Source extract>
******************************

The pact, while a lightning rod, is not the central issue, says Gerald Knaus, an Austrian migration policy specialist who leads the European Stability Initiative, a think tank in Berlin.

"The U.N. pact will really not change much in Europe for good or bad," he says. "What it has revealed is the success of the far right in Europe to take almost any document, and spin it to create the myth of a conspiracy of global elites who want to have a mass invasion of Europe."

Last week, Marcel de Graaff, a far-right politician who believes migrants are invading Europe, claimed falsely that the U.N. migration pact would make criticism of migration a "criminal offense." De Graaff is a Dutch member of the European Parliament from the Party for Freedom, which cooperates with Geert Wilders, the Netherlands' best-known nationalist, who has called migrants "scum."

The U.N. pact is "declaring migration as a human right," de Graaff told reporters. "So it will be impossible to criticize 'welcome migrants' politics without being at risk to be jailed for hate speech."

Knaus calls that statement "completely delusional."

"This is a non-binding pact!" he exclaims. "It's a campaign of lies, and the people who do it know it. But the fact that they are effective shows us that the mythology of a great conspiracy, which is spread in social media by far-right organizations very effectively, is becoming increasingly important in European politics."

Consider Italy, where the leader of the anti-immigrant League party, Matteo Salvini, is now deputy prime minister and interior minister. He has vilified private humanitarian vessels that have rescued migrants at sea, calling them a "taxi service" and accusing them of working with smugglers in Libya. He refused to let them dock in Italian ports. Most gave up.

The last charity ship operating in the central Mediterranean announced on Friday that it would cease operations.

******************************

(Excerpts of location labeling data)

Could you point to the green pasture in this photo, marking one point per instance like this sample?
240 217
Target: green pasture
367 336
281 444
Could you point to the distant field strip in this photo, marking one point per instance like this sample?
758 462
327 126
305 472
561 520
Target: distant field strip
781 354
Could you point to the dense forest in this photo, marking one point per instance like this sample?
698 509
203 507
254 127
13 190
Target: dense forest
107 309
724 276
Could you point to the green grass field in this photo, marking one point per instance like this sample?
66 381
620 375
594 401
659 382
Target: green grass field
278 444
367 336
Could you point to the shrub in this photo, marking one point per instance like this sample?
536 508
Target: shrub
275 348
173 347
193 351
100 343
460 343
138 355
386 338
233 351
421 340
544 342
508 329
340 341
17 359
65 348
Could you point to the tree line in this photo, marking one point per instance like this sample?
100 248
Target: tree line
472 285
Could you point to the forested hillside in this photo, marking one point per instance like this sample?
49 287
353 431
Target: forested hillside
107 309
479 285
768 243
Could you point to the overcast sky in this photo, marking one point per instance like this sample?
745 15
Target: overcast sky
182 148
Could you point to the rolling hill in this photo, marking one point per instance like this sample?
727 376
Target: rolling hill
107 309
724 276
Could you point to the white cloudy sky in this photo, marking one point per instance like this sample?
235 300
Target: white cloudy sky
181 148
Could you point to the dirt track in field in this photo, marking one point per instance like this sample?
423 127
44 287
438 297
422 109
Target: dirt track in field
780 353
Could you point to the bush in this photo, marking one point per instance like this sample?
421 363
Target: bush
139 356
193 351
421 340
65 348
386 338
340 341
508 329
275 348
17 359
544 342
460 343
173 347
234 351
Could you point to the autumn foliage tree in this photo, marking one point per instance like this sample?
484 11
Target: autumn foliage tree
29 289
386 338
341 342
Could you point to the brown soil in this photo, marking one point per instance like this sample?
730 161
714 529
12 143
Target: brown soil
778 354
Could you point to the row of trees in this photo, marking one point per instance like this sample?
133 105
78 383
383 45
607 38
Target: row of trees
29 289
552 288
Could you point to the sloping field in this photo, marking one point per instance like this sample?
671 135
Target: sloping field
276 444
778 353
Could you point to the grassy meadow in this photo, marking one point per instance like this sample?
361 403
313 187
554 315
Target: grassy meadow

******************************

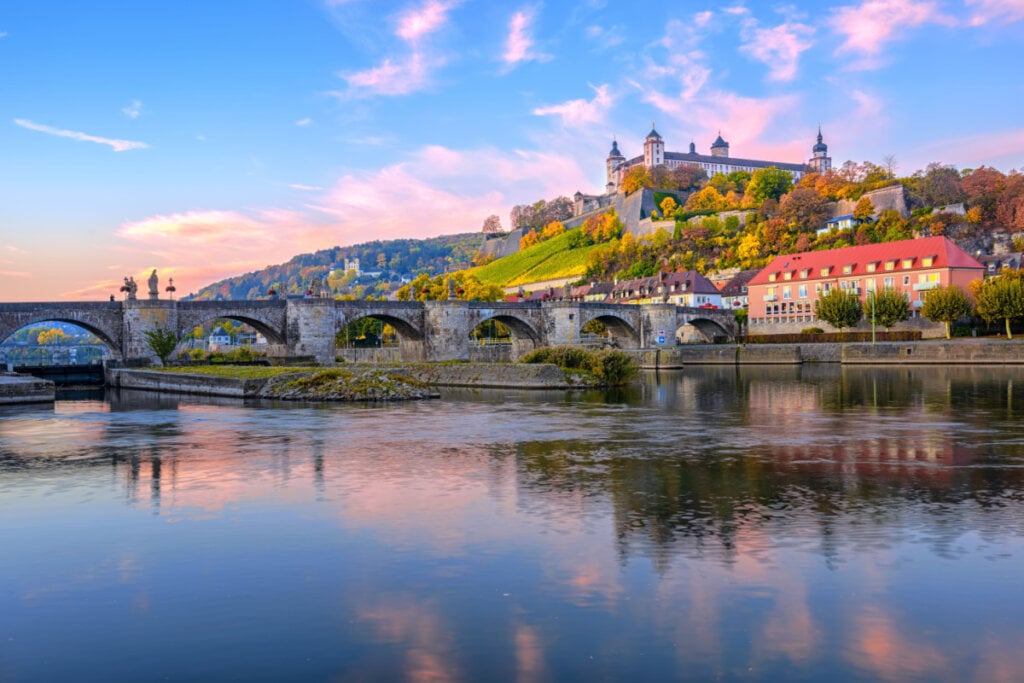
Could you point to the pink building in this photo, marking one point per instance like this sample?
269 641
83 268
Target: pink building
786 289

******************************

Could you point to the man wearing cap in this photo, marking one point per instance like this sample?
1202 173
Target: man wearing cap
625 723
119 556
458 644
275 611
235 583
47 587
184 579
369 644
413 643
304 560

******************************

Exercises>
**a)** Condense the paragraph beginning "Consider Italy, where the leader" from the U.N. migration pact article into a short bulleted list that keeps its main facts.
**b)** Pick up the U.N. migration pact article after its final sentence and carry it forward.

Task answers>
**a)**
- Matteo Salvini, leader of Italy's anti-immigrant League party, is now deputy prime minister and interior minister.
- He has vilified private humanitarian vessels that rescued migrants at sea, calling them a "taxi service."
- He accused them of working with smugglers in Libya.
- He refused to let them dock in Italian ports.
- Most of them gave up.

**b)**
Salvini won parliamentary support late last month for a decree that abolishes humanitarian protection for migrants ineligible for refugee status who cannot be sent home. The decree could expel hundreds from migrant centers, leaving them homeless and "at risk of being exploited by criminal networks," says Matteo Villa, a migration specialist at the Italian Institute for International Political Studies. "And yet, an unintended consequence is that these migrants — tens of thousands of them — will be stuck in Italy."

Migration has become such a fraught issue that "it's hard to make any rational arguments for it anymore," Villa says. "There is a detachment from reality."

Villa points to a recent survey by Ipsos Italia, in which 60 percent of Italians said they believe that the number of undocumented migrants in Italy had increased since last year.

"In reality," Villa says, "it dropped by more than 80 percent."

The number of undocumented migrants in the EU fell after 2015, when centrist politicians led a crackdown. Yet they received little credit for the drop and the far right is still gaining.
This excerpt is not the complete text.